Problem details » The entries below should be transcribed in their entirety, exactly as written.

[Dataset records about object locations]
>>>>
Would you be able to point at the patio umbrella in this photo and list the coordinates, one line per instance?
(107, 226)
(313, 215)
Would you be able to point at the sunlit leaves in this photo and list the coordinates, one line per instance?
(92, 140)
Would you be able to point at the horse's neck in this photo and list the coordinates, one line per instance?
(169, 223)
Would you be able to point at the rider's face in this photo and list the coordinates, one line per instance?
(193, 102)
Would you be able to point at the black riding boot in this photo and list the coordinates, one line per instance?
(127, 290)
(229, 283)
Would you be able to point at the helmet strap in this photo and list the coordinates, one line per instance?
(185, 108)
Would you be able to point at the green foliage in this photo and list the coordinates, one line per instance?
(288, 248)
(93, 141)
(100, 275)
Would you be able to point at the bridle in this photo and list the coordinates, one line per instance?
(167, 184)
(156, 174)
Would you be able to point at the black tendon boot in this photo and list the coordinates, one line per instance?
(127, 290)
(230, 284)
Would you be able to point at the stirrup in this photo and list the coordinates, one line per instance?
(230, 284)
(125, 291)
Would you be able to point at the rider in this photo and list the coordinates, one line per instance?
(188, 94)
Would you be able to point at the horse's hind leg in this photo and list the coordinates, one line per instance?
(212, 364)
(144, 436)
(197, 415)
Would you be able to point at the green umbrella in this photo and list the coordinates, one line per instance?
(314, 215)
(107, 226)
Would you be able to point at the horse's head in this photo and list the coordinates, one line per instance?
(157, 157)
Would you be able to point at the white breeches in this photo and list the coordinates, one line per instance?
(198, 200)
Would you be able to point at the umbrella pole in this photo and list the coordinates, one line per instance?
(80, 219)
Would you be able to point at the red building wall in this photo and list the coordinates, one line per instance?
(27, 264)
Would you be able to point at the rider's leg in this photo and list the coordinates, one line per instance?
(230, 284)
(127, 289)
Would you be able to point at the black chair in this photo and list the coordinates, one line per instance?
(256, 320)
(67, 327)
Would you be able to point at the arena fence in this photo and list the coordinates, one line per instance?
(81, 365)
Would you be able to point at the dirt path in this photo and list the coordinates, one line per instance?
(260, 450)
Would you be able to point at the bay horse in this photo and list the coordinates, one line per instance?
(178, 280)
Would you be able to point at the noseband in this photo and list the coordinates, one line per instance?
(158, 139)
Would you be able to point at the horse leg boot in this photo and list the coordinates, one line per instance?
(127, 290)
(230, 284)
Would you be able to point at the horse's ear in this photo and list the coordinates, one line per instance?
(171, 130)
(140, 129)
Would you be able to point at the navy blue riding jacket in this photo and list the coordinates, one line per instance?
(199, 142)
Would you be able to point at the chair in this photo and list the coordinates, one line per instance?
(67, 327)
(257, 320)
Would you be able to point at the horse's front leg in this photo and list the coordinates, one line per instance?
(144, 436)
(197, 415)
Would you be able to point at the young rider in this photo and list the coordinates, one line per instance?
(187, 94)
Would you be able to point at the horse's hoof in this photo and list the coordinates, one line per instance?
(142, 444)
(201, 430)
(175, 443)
<<<<
Response »
Would you be able to point at the patio umbrella in this photo and list the coordinates, one line per instance?
(107, 226)
(313, 215)
Would you be able to point at the sunlit leaves in this photo and list the coordinates, one line per instance?
(92, 140)
Would you be able to point at the horse's neck in this photo and list the coordinates, one line per instance?
(169, 223)
Would you be able to point at the rider's face in this photo and list the coordinates, one line per instance?
(193, 102)
Would you be able to point at the black riding boot in this photo and list the coordinates, one line per instance?
(127, 290)
(229, 283)
Would you be able to point at the helmet strap in this photo and list the coordinates, one line per instance?
(185, 108)
Would you be able to point at the green foliage in this photo and list the coordinates, one line per instance?
(288, 248)
(93, 141)
(100, 275)
Would you be able to point at the bridle in this photo and list the coordinates, one line per instance?
(167, 184)
(156, 174)
Would you be able to point at the black tendon boot in this photo and list the coordinates, one line per instance?
(127, 290)
(230, 284)
Would you be able to point at the stirrup in this photo and list the coordinates, one line per instance?
(230, 284)
(125, 291)
Would you be able to point at the rider in this photo and list the coordinates, one line per instance?
(188, 94)
Would you be able to point at the horse's hind leg in this photo and list the coordinates, one line per instance?
(212, 364)
(144, 436)
(197, 415)
Would you be able to point at the green umbrella in this photo and list the coordinates, one line per instance?
(314, 215)
(107, 226)
Would you be able to point at the horse's head in this photo and list the coordinates, one line per instance?
(157, 157)
Would you be able to point at the white breeches in this photo and list the coordinates, one line per instance?
(198, 200)
Would you be able to point at the umbrella pole in this photo and list the coordinates, one line per instance?
(80, 219)
Would you be able to point at the red building wall in this photo and list the coordinates, one line per instance?
(27, 264)
Would you be able to point at the rider's leg in this photo and list the coordinates, one line per instance?
(230, 284)
(127, 289)
Would you be able to point at the black chair in this photo and list the coordinates, one line per instance?
(256, 320)
(67, 327)
Would you be able to point at the arena fence in this photo and list the coordinates, one line per instance?
(81, 365)
Would you be able to point at the dirt path in this photo and list the coordinates, one line per instance?
(260, 450)
Would you be able to point at the bay horse in this photo and list the coordinates, one line per instance?
(178, 280)
Would you be able to point at the noseband in this photo and list the coordinates, one line per instance?
(158, 139)
Would you be able to point at the horse leg boot in this photo and list the coordinates, one line per instance?
(127, 290)
(230, 284)
Would you be able to point at the horse's ear in this photo and list the coordinates, one line per instance?
(171, 130)
(140, 129)
Would you be able to point at the navy blue riding jacket in this photo and list the coordinates, one line per instance?
(199, 142)
Would you be able to point at the chair in this photo and list the coordinates, one line per instance?
(67, 327)
(257, 320)
Would you be able to point at the horse's front leg in this photo and list the coordinates, one line per instance?
(144, 436)
(197, 415)
Would you be able to point at the young rider in this photo and list the coordinates, one line per instance?
(187, 94)
Would you be able to point at the horse's hoof in this photo and list the coordinates, one line per instance?
(142, 444)
(201, 430)
(175, 443)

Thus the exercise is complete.